## Begin
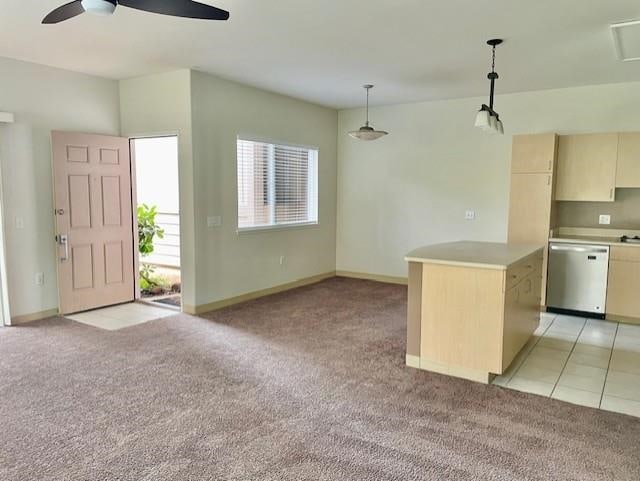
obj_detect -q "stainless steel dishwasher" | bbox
[547,242,609,315]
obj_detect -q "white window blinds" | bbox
[238,139,318,230]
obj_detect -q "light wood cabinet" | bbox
[511,134,558,174]
[509,173,553,244]
[502,266,542,372]
[616,132,640,188]
[606,246,640,321]
[508,134,558,305]
[555,134,618,202]
[407,245,543,383]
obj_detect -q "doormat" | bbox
[153,296,182,307]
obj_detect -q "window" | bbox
[238,138,318,230]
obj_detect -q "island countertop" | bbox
[405,241,544,270]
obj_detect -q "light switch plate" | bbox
[207,215,222,229]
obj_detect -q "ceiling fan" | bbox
[42,0,229,24]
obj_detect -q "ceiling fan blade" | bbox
## End
-- TASK REQUIREMENTS --
Reproduce each of the rows above word for word, leaving out the pictures.

-- COMPLETED TASK --
obj_detect -q "stainless steel dishwasher" | bbox
[547,242,609,315]
obj_detect -q "white window blinds" | bbox
[238,139,318,230]
obj_detect -q "light wood cabinet" | bbox
[511,134,558,174]
[509,173,553,244]
[502,266,542,372]
[616,132,640,188]
[606,246,640,321]
[508,134,558,305]
[555,134,618,202]
[407,245,543,383]
obj_detect -q "doormat" | bbox
[153,296,182,307]
obj_detect -q "window" | bbox
[238,138,318,230]
obj_detect -q "island countertop" | bbox
[405,241,544,270]
obj_detect -q "light switch plate" | bbox
[207,215,222,229]
obj_detect -q "ceiling fan" | bbox
[42,0,229,24]
obj_detect -q "ceiling fan blade" | bbox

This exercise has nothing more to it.